▶ Your objective
Write the next passage of the bylaws text on the Board of Directors, picking up after its final sentence.

▶ Document text
If for any reason one or more Directors cease to hold his/her post, he/she will be replaced pursuant to Art. 2386 of the Civil Code, so as to ensure (i) the presence of the minimum total number of Independent Directors, prescribed by the regulations in force at the time, and (ii) in compliance with the gender balance legislation in force at the time.
The Chairman is appointed by the shareholders’ meeting through simple majority voting, or is appointed by the management body in accordance with the Bylaws.
If the majority of Directors appointed by the Shareholders’ Meeting resign or leave the board for any other reason, the term of office of the entire board will be considered to have ceased with effect from the date on which the new board is constituted. In this case, the Directors who have remained in office must urgently convene a Shareholders’ Meeting to appoint the new Board of Directors.
The Board of Directors is invested with all powers to manage the Company, and to this end, may pass resolutions or carry out measures that it deems necessary or useful to achieve the Company’s objects, with the exception of matters reserved for the Shareholders’ Meeting by law or according to the bylaws.
The Board of Directors is also responsible, in accordance with Art. 2436 of the Civil Code, for adopting resolutions concerning:
- “simplified” mergers or demergers pursuant to Arts. 2505, 2505-bis, 2506-ter, last paragraph of the Civil Code;
- the establishment or closure of secondary offices;
- the transfer of the registered office within the national territory;
- indication of which Directors serve as legal representatives;
- the reduction of the share capital following withdrawal;
- amendments to the Bylaws to comply with laws and regulations,
it being understood that these resolutions may also be adopted by an Extraordinary Shareholders’ Meeting.

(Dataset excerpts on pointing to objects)

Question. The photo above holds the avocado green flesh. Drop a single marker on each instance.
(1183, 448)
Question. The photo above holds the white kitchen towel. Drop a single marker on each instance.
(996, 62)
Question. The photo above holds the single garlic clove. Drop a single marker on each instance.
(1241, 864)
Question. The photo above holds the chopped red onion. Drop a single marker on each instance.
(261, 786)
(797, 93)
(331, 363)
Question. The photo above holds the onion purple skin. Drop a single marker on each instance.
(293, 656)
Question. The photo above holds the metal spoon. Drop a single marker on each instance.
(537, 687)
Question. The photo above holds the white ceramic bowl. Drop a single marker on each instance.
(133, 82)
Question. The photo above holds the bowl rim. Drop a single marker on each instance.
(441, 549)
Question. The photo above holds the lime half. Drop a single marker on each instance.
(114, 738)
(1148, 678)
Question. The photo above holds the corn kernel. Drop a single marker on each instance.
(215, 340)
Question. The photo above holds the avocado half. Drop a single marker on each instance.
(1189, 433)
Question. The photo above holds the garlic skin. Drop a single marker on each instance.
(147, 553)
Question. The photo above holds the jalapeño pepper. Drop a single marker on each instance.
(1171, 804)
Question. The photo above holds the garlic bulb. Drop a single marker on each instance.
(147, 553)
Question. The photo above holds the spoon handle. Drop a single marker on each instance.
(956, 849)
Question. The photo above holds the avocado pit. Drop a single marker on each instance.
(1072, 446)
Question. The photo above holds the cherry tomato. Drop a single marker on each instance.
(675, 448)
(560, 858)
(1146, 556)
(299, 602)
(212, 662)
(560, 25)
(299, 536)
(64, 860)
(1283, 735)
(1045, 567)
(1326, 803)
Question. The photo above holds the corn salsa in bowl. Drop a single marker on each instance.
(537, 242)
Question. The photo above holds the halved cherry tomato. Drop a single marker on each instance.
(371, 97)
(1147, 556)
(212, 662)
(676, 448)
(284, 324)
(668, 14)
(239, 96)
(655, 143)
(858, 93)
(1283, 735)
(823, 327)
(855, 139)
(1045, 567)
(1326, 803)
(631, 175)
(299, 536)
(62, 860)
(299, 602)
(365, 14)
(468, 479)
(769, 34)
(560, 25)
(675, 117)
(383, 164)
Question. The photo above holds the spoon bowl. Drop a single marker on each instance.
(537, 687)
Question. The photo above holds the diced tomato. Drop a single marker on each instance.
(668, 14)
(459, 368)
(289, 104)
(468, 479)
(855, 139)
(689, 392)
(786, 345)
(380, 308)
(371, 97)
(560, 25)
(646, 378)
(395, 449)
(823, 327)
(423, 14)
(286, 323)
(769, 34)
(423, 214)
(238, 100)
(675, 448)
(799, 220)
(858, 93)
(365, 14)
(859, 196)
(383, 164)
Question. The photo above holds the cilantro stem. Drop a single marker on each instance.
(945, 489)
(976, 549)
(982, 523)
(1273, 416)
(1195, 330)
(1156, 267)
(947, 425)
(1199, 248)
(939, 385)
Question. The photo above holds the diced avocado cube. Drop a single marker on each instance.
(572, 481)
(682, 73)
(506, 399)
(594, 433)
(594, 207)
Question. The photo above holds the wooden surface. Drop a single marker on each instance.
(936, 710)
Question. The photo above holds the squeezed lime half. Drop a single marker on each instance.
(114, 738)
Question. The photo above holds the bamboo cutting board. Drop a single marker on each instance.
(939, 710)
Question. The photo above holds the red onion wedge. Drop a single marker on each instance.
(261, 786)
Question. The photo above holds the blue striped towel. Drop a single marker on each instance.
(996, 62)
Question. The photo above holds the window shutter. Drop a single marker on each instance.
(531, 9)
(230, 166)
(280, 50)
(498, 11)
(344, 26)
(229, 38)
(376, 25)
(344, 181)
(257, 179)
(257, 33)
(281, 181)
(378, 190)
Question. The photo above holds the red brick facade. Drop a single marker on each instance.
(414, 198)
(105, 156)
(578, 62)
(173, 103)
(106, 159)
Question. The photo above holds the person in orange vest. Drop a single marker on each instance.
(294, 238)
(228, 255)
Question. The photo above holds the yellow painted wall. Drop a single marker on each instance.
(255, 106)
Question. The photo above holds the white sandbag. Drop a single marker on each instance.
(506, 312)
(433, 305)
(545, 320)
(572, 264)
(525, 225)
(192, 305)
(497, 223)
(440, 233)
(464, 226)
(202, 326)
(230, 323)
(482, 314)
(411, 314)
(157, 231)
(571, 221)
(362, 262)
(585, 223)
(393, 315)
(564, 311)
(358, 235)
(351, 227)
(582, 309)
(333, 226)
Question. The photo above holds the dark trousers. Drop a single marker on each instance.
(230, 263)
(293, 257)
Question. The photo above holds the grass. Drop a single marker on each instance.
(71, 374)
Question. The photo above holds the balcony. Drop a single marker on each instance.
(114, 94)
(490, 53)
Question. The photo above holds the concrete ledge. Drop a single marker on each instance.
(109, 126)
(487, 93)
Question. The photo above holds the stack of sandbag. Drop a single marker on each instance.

▶ Output below
In its meeting on 30 April 2015, the Board of Directors vested the Chief Executive Officer with the broadest powers for the ordinary administration of the Company including, but not limited to, signature powers on behalf of the Company and serving as its legal representative with respect to third parties and in legal matters, with the exception of decisions on matters that are the specific remit of the Board of Directors and which therefore cannot be delegated:
- the approval of the business plan and subsequent amendments or additions (and/or its replacement with business plans subsequently approved by the Board of Directors);
- annual investment budget and amendments or additions thereto of more than 30% of the amount indicated in the latest approved business plan and/or the latest approved budget;
- debt totalling more than Euro 10,000,000.00 a year where not provided for in the business plan and/or the last approved budget;
- the approval of the quarterly procurement and cash budget and amendments or additions of more than 30% thereto;
- Directors’ compensation pursuant to ex article 2389, paragraph 2 of the Civil Code;
- the granting of guarantees of any kind amounting to more than Euro 1,000,000.00;
- the purchase or sale of interests in company structures, or the purchase, sale or leasing of companies, company branches or real estate;
- the hiring, termination or modification of the conditions of employment of executives with gross annual remuneration in excess of Euro 500,000.00 (five hundred thousand)/00);
- the conditions and timing of stock option plans or buy options and relative benefits;
- the adoption by the Company of (or change to) any stock option plan or any incentive plan or scheme in favour of employees or the granting of options or shares based thereon;
- the creation of any mortgage, pledge or charge or any real guarantee on all or a substantial portion of the Company’s registered real estate;
- the sale of all or a substantial part of shares representing the share capital of any Company subsidiary; and
- the signing by the Company of any binding agreement that is included (or could be included) in any of the matters covered above.
The Chairman of the Board coordinates the work of the Board of Directors and ensures that adequate information is provided to all Directors about the subjects included on the agenda.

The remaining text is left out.